What you need to do => Each of the records below must be reproduced verbatim.

Study material =>
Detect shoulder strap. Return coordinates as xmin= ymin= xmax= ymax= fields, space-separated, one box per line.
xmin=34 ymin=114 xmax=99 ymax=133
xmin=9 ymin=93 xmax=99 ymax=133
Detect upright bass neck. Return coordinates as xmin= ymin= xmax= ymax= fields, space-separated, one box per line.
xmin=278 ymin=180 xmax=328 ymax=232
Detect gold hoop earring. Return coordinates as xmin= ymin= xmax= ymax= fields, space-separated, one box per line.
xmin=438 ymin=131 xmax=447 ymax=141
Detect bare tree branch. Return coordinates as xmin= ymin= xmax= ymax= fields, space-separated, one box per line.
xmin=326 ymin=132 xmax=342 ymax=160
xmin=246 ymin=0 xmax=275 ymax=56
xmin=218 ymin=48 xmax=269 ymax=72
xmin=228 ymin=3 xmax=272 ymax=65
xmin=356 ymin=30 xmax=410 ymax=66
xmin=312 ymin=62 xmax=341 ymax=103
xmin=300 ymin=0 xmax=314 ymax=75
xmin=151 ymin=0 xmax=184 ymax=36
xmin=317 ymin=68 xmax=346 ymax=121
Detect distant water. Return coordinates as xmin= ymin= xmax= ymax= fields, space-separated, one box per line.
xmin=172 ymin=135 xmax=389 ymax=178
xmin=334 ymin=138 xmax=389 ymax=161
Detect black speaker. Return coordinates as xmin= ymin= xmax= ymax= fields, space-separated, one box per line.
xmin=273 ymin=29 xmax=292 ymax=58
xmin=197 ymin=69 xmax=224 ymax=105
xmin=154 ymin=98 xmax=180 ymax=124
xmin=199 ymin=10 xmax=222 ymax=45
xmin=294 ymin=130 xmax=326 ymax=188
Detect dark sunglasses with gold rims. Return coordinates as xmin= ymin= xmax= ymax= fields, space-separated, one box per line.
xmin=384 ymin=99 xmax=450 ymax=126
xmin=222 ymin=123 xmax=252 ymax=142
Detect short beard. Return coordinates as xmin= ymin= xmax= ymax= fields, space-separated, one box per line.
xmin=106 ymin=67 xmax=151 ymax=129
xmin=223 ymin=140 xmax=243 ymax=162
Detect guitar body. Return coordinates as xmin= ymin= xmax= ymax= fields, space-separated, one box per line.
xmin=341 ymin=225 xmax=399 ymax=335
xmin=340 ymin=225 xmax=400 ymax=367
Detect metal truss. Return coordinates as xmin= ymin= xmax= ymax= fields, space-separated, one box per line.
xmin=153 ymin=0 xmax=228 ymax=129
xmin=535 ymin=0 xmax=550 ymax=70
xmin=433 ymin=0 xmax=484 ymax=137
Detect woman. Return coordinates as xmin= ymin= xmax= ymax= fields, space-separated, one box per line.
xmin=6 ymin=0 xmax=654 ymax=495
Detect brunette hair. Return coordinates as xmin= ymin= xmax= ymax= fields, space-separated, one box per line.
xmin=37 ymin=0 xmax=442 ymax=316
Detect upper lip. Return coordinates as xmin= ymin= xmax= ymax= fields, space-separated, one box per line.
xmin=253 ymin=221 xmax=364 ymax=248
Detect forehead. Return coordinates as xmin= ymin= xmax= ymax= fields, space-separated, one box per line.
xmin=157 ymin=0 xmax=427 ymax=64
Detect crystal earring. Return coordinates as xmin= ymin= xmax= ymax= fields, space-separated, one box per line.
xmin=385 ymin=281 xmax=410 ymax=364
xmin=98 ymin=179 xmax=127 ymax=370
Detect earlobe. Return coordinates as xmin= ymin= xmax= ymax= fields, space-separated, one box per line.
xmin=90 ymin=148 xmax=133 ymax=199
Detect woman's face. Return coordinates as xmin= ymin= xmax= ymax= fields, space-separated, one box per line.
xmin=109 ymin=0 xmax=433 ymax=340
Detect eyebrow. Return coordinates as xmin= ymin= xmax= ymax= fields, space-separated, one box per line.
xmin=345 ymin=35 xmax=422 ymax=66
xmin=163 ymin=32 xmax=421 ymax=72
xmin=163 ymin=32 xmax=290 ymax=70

Written answer =>
Detect shoulder strap. Return coordinates as xmin= ymin= xmax= ymax= fields, space-separated, one box per line.
xmin=34 ymin=114 xmax=99 ymax=133
xmin=9 ymin=93 xmax=99 ymax=133
Detect upright bass neck. Return coordinates as xmin= ymin= xmax= ymax= fields, space-separated, one box per line.
xmin=278 ymin=180 xmax=328 ymax=232
Detect gold hoop earring. Return coordinates as xmin= ymin= xmax= ymax= fields, space-separated, one box per line.
xmin=438 ymin=131 xmax=447 ymax=141
Detect bare tree branch. Return coordinates as xmin= ymin= xmax= ymax= fields, space-separated, one box per line.
xmin=326 ymin=132 xmax=342 ymax=160
xmin=246 ymin=0 xmax=275 ymax=56
xmin=218 ymin=48 xmax=269 ymax=72
xmin=228 ymin=3 xmax=272 ymax=65
xmin=356 ymin=30 xmax=410 ymax=66
xmin=312 ymin=62 xmax=341 ymax=103
xmin=300 ymin=0 xmax=314 ymax=75
xmin=151 ymin=0 xmax=184 ymax=36
xmin=317 ymin=68 xmax=346 ymax=121
Detect distant water. Return coordinates as xmin= ymin= xmax= ymax= fields, space-separated, one box per line.
xmin=172 ymin=135 xmax=389 ymax=178
xmin=334 ymin=138 xmax=389 ymax=161
Detect black speaker. Return coordinates as xmin= ymin= xmax= ymax= fields, space-separated, one box per line.
xmin=273 ymin=29 xmax=292 ymax=58
xmin=197 ymin=69 xmax=224 ymax=105
xmin=154 ymin=98 xmax=180 ymax=124
xmin=199 ymin=10 xmax=222 ymax=45
xmin=294 ymin=130 xmax=326 ymax=188
Detect dark sunglasses with gold rims. Return coordinates as xmin= ymin= xmax= ymax= fields, space-separated, one box per line.
xmin=384 ymin=99 xmax=450 ymax=126
xmin=222 ymin=123 xmax=252 ymax=142
Detect short beard. Return coordinates as xmin= ymin= xmax= ymax= fields, space-separated, one box per line.
xmin=106 ymin=67 xmax=151 ymax=129
xmin=223 ymin=140 xmax=243 ymax=162
Detect guitar body. Return coordinates as xmin= ymin= xmax= ymax= fields, space-separated, one box per line.
xmin=341 ymin=225 xmax=399 ymax=335
xmin=340 ymin=225 xmax=400 ymax=367
Detect metal truss. Return coordinates as xmin= ymin= xmax= ymax= fields, space-separated, one box per line.
xmin=153 ymin=0 xmax=228 ymax=129
xmin=535 ymin=0 xmax=550 ymax=70
xmin=433 ymin=0 xmax=484 ymax=137
Detect woman. Return coordinates as xmin= ymin= xmax= ymax= fields, space-separated, one box per line.
xmin=6 ymin=0 xmax=654 ymax=495
Detect brunette hair. Return coordinates as xmin= ymin= xmax= ymax= fields, space-separated, one box per line.
xmin=37 ymin=0 xmax=442 ymax=316
Detect upper lip. Return coordinates as xmin= ymin= xmax= ymax= fields, space-separated, one box per line.
xmin=253 ymin=221 xmax=364 ymax=248
Detect forehead. Return coordinates as xmin= ymin= xmax= ymax= fields, space-separated, one box per line.
xmin=157 ymin=0 xmax=427 ymax=64
Detect crystal earring. Return coordinates as xmin= ymin= xmax= ymax= fields, space-separated, one box per line.
xmin=385 ymin=281 xmax=410 ymax=364
xmin=98 ymin=179 xmax=127 ymax=370
Detect earlobe. Return coordinates as xmin= ymin= xmax= ymax= fields, space-separated, one box per line.
xmin=90 ymin=148 xmax=133 ymax=199
Detect woman's face. Return coordinates as xmin= ymin= xmax= ymax= fields, space-separated, one box per line.
xmin=109 ymin=0 xmax=433 ymax=340
Detect eyebrow. Return coordinates as xmin= ymin= xmax= ymax= fields, space-separated, one box per line.
xmin=345 ymin=35 xmax=422 ymax=66
xmin=163 ymin=32 xmax=421 ymax=72
xmin=163 ymin=32 xmax=290 ymax=70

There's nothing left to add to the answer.